[A run of records]
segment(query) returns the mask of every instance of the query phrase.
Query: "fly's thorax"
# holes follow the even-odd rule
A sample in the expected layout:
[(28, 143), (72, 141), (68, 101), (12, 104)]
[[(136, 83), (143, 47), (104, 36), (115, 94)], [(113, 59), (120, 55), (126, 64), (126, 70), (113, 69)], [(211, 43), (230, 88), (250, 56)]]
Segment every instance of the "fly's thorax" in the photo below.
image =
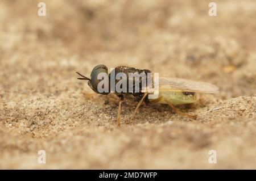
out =
[[(114, 79), (115, 93), (127, 93), (138, 95), (138, 94), (136, 95), (135, 94), (144, 92), (147, 86), (148, 75), (148, 73), (151, 73), (150, 70), (118, 66), (110, 72), (110, 77), (112, 76), (113, 71), (115, 77)], [(123, 80), (125, 82), (121, 83), (121, 80)], [(118, 88), (120, 88), (121, 90), (118, 90)]]

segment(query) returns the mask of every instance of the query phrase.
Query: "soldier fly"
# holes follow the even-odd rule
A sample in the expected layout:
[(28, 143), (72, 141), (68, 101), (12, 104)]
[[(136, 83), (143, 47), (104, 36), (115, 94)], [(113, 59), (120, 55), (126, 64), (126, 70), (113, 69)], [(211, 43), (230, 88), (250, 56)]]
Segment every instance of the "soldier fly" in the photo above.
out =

-- Task goal --
Scale the records above by writing out every line again, text included, with each coordinate in the answers multiplied by 0.25 and rounded to a whole number, halves rounding up. Leave the pictures out.

-- Reply --
segment(query) returns the mask of every instance of the query phrase.
Query: "fly's thorax"
# holes follow the even-odd rule
A sample in the expected layout:
[(28, 143), (72, 141), (68, 101), (12, 104)]
[[(136, 83), (143, 47), (104, 36), (115, 94)], [(113, 59), (120, 55), (126, 64), (126, 70), (113, 69)], [(211, 43), (230, 88), (250, 56)]]
Segment every instance of the "fly's thorax" in the photo below.
image =
out =
[[(29, 20), (29, 23), (32, 23), (35, 24), (35, 24), (34, 24), (34, 24), (36, 23), (37, 22), (37, 19), (37, 18), (38, 18), (38, 18), (30, 17), (28, 18), (28, 19), (28, 19), (28, 18), (29, 19)], [(31, 20), (31, 21), (30, 21), (30, 20)], [(30, 22), (30, 22), (30, 23), (30, 23)]]

segment(query) returns the mask of every instance of the query phrase.
Query: "soldier fly"
# holes follow the even-odd rule
A sample in the expected layout:
[(28, 143), (72, 141), (68, 101), (12, 104)]
[[(136, 83), (143, 47), (104, 36), (115, 94)], [(113, 59), (120, 55), (126, 64), (126, 70), (113, 69)], [(211, 43), (230, 88), (250, 56)]]
Segment every instance of the "soldier fly" in the photo above.
out =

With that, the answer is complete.